ARTICOLO:

# # # #

È però possibile rintracciare nella letteratura sugli urban studies una definizione di corridoio intesa a una scala territoriale più limitata, metropolitana o regionale, che non si concentra solo sugli aspetti infrastrutturali e trasportistici ma guarda al corridoio come a un importante dispositivo di crescita urbana e di sviluppo locale, intendendolo come un asse in cui la facile accessibilità stimola la dinamicità della società e dell’economia.
Partendo da questa prospettiva, il progetto di ricerca PRIN “Territori post-metropolitani”, realizzato da un network di nove università italiane, ha affrontato uno studio dei corridoi come sistemi urbani, mettendo in luce dinamiche che contribuiscono a spiegare le logiche di crescita e di saldatura delle città grandi e di quelle minori in atto in alcune tra le più vitali regioni del Paese.
L’analisi ha evidenziato in alcune aree del Nord e del Centro la presenza di aree di corridoio in cui il forte interscambio di differenti tipologie di flussi, organizzati sia nel breve periodo (flussi di pendolari, di city users, di merci, di conoscenze) che nel medio-lungo periodo (tendenze demografiche, reti di filiera e dei business services), genera effetti sistemici, permettendo anche alle città medie e piccole di partecipare in maniera attiva ai processi di urbanizzazione e di sviluppo economico, in cooperazione piuttosto che in concorrenza con i grandi poli metropolitani come Milano e Bologna.
Un buon esempio di corridoio si ha osservando le città allineate dalla via Emilia, da Piacenza fino alla costa adriatica: in tale regione la crescita urbana, intesa sia come aumento dei residenti che come maggiore consumo di suolo, non si è concentrata nella città maggiore, Bologna, ma si è realizzata soprattutto (e crescentemente negli ultimi decenni) nei centri medi e medio-piccoli, purché ben serviti dalle linee autostradali e ferroviarie.
Nei medesimi territori le città medie e i centri minori sono non soltanto generatori di pendolarismo, ma altresì attrattori di una quota rilevante dei flussi pendolari, provenienti anche da distanze medio-lunghe: un fenomeno che è recentemente stato accentuato dalla nuova connessione ferroviaria ad alta velocità.
Le loro economie e i loro sistemi del lavoro non sono limitati al territorio provinciale, come accade per quasi tutti i centri di simili dimensioni che non partecipano a sistemi metropolitani o di corridoio, ma si organizzano su una scala assai più ampia, che comprende Bologna e per molte funzioni anche Milano.

# # # #

COMPITI DA SVOLGERE:
(1) Rispondi alle seguenti domande sul testo sui corridoi urbani:
(a) Da quante università italiane è formato il network che ha realizzato il progetto PRIN "Territori post-metropolitani"?
(b) Lungo quale via sono allineate le città portate come esempio di corridoio, e da dove fino a dove si estendono?
(c) Quale nuova connessione ha accentuato di recente il richiamo dei flussi pendolari verso le città medie e i centri minori?
(2) Prosegui il testo sui corridoi urbani dopo la sua ultima frase.
I dati non hanno alcun legame con il testo sui corridoi urbani.

CONTENUTO DEI DATI:

# # # #

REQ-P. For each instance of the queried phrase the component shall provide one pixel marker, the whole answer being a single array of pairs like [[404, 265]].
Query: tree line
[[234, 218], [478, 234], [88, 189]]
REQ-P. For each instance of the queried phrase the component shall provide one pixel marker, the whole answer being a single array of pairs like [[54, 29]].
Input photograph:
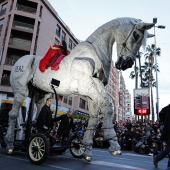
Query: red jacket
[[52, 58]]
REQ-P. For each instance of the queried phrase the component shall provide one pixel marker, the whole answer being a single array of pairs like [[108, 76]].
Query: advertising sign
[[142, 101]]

# # # #

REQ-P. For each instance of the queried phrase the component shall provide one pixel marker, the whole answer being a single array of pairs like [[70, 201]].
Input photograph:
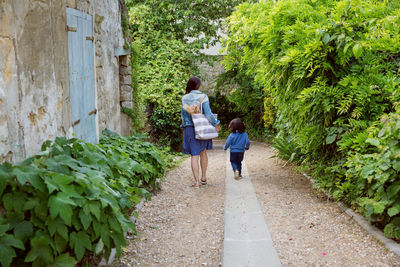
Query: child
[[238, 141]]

# # # #

RISPOSTE PER COMPITO:
(1)
(a) Da nove università italiane.
(b) Lungo la via Emilia, da Piacenza fino alla costa adriatica.
(c) La nuova connessione ferroviaria ad alta velocità.

(2)
Non è possibile interpretare questo sistema territoriale policentrico secondo la dicotomia centro-periferia, che prevede la concentrazione nelle città maggiori delle attività generatrici di conoscenze e di valore. Il forte interscambio di flussi di persone, informazioni e merci favorisce un processo di specializzazione, spesso spontanea, delle offerte urbane di servizi e di beni collettivi per i cittadini e per le imprese: Piacenza ha una forte concentrazione di attività nell’area della logistica, Reggio Emilia nelle attività di consulenza contabile e gestionale, Modena nel design e nelle attività del leisure, Bologna in tutti i servizi avanzati e in particolare nelle aree connesse alle ICT ed alla creatività (pubblicità, design, media), Parma nelle attività del settore culturale, Rimini in quelle fieristiche.
Ne risulta un mosaico nel quale le offerte locali tendono a integrarsi, con effetti positivi per il sistema nel suo complesso: lungo la via Emilia e gli altri principali corridoi territoriali si concentra non solo la crescita urbana, ma anche quella economica, e al loro interno si definiscono filiere, sistemi delle conoscenze, mercati del lavoro, generando buona parte della capacità innovativa e di export delle imprese italiane.
Ma questi corridoi territoriali non sempre coincidono con i corridoi del sistema TEN-T: in alcuni casi l’asse infrastrutturale TEN-T non è quello su cui si organizzano le principali dinamiche di urbanizzazione (tra Torino e Milano, tra Firenze e Roma), mentre in altri contesti, in particolare nelle regioni del Mezzogiorno, allo sviluppo delle infrastrutture viarie non corrisponde la crescita di un sistema socio-economico integrato: qui il corridoio costituisce meramente un asse di connessione rapida tra grandi poli urbani, e non genera ricadute evidenti sulle performance economiche e sulle dinamiche sociali dei territori attraversati.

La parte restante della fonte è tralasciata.